— Stated exercise —
Starting at the line that contains "Objective — for every instance of the flower spike" and ending at the last line of the items, recast those lines as a Markdown table with the columns "Row" and "Line". Number each row, and leave out blank lines.

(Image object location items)
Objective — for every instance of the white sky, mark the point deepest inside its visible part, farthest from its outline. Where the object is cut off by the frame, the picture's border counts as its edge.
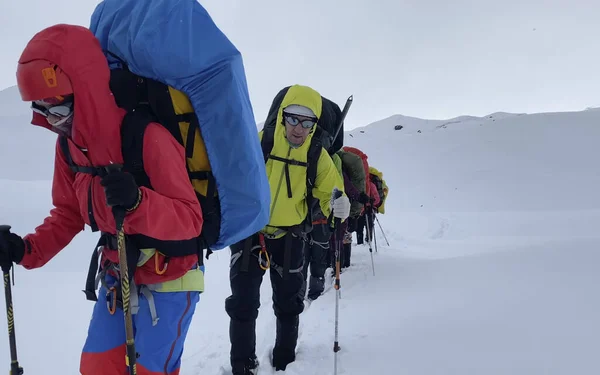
(423, 58)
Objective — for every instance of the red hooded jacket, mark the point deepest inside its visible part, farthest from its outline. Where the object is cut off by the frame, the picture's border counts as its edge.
(170, 211)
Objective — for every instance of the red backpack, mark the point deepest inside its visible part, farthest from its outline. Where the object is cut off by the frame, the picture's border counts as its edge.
(364, 158)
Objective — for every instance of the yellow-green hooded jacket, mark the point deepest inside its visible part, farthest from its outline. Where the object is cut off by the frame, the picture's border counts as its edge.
(292, 210)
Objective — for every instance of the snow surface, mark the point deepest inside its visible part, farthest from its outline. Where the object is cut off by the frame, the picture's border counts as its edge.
(491, 268)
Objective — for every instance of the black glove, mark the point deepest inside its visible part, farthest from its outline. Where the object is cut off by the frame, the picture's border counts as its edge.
(121, 190)
(12, 248)
(364, 198)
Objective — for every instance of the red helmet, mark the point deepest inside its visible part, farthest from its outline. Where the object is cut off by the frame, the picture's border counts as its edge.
(41, 79)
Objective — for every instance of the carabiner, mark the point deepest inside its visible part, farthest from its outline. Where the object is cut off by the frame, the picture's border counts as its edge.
(156, 269)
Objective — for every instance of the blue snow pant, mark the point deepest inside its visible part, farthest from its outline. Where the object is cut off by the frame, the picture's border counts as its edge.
(159, 346)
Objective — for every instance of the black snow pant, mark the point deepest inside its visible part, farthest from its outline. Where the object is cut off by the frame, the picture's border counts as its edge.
(245, 277)
(315, 257)
(364, 220)
(342, 236)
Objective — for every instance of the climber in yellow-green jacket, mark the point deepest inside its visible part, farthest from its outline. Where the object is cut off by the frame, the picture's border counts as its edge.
(291, 161)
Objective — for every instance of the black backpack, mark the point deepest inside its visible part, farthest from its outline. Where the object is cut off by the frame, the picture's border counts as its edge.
(379, 185)
(147, 101)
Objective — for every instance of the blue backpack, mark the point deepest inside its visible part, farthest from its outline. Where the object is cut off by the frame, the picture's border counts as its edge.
(171, 62)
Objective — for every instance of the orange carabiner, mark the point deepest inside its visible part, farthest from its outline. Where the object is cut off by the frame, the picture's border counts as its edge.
(156, 269)
(112, 307)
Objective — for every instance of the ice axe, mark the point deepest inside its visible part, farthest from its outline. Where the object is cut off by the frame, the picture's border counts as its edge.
(119, 214)
(15, 369)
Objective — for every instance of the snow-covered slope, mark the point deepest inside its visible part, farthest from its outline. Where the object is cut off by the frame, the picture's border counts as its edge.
(491, 268)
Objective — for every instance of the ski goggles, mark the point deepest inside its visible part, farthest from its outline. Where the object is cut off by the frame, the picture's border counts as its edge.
(61, 110)
(294, 120)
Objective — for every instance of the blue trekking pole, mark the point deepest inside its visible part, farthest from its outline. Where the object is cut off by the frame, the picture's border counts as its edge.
(15, 369)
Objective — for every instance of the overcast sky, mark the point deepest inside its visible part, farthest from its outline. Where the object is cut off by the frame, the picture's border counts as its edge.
(423, 58)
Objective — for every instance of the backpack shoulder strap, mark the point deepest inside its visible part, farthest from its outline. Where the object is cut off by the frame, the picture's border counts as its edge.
(313, 155)
(133, 129)
(267, 141)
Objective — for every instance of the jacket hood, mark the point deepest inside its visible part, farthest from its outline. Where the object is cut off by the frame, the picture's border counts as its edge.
(97, 118)
(303, 96)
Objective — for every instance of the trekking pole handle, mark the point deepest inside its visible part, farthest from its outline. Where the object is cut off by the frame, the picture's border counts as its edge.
(4, 229)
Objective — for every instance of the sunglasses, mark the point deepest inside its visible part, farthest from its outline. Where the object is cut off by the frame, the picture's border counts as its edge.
(294, 120)
(45, 108)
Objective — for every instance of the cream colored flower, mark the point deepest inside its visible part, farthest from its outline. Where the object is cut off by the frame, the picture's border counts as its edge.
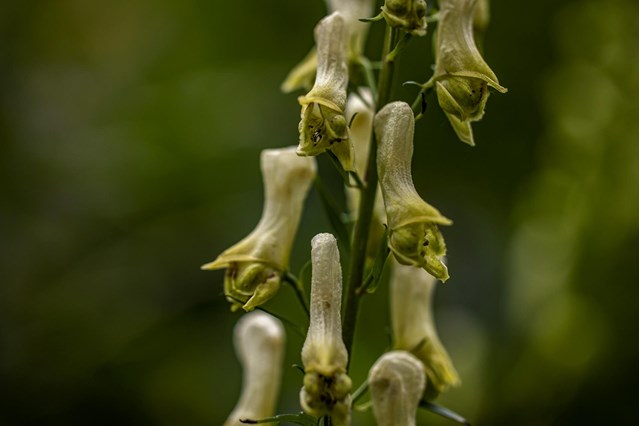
(414, 237)
(256, 264)
(396, 383)
(323, 125)
(462, 77)
(327, 387)
(414, 328)
(302, 75)
(259, 339)
(410, 15)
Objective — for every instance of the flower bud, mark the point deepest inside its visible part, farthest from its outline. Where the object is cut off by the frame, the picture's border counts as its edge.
(414, 237)
(323, 125)
(327, 387)
(414, 328)
(396, 383)
(303, 74)
(259, 340)
(410, 15)
(256, 264)
(462, 77)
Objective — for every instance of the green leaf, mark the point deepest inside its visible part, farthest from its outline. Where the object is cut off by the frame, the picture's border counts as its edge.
(444, 412)
(334, 214)
(298, 419)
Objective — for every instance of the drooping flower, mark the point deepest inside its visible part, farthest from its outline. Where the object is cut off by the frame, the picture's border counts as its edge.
(323, 125)
(396, 383)
(462, 77)
(414, 237)
(256, 264)
(259, 340)
(302, 75)
(414, 328)
(410, 15)
(327, 387)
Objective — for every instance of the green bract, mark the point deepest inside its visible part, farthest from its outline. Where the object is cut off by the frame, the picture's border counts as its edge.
(256, 264)
(410, 15)
(462, 78)
(414, 237)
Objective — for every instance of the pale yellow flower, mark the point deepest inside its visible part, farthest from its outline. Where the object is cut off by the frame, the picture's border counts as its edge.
(323, 125)
(396, 383)
(256, 264)
(327, 387)
(410, 15)
(414, 237)
(259, 340)
(462, 78)
(414, 327)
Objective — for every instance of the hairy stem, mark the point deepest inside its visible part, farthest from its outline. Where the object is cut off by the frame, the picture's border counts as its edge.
(367, 200)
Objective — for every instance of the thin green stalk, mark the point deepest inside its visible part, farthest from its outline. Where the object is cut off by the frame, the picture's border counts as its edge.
(367, 200)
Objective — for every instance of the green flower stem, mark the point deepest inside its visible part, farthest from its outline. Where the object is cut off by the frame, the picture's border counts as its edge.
(367, 200)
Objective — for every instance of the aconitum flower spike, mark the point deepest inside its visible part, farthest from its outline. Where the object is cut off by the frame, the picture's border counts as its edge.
(396, 383)
(259, 339)
(462, 77)
(414, 327)
(256, 264)
(302, 75)
(327, 387)
(414, 237)
(323, 125)
(410, 15)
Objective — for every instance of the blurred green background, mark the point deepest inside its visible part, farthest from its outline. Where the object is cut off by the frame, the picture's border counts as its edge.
(130, 134)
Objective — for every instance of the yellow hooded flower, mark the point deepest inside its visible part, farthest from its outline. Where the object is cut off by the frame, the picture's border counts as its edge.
(396, 383)
(302, 75)
(259, 340)
(256, 264)
(327, 387)
(462, 77)
(414, 328)
(323, 125)
(414, 237)
(410, 15)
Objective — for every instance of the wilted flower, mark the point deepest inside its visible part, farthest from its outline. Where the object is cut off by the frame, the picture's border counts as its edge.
(462, 77)
(323, 125)
(414, 237)
(410, 15)
(324, 356)
(396, 383)
(259, 340)
(355, 33)
(414, 328)
(255, 265)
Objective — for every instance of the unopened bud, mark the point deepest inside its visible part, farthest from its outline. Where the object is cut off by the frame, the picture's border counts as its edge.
(327, 387)
(396, 383)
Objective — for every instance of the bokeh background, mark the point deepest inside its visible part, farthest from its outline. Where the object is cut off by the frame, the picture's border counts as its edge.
(130, 133)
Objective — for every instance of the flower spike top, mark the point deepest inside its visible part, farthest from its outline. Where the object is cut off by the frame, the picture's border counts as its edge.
(462, 77)
(414, 237)
(324, 356)
(355, 36)
(259, 340)
(323, 125)
(414, 328)
(397, 383)
(410, 15)
(255, 265)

— Answer to the problem —
| Row | Line |
|---|---|
| 1 | Objective — for every instance of the flower spike top, mark the point deepest inside its visible part, farthest from its outline. Where the object is cut off by the frame, the picture's border counts as its edge. |
| 2 | (462, 77) |
| 3 | (414, 237) |
| 4 | (324, 356) |
| 5 | (355, 36) |
| 6 | (259, 340) |
| 7 | (323, 125) |
| 8 | (414, 328) |
| 9 | (397, 383) |
| 10 | (410, 15) |
| 11 | (255, 265) |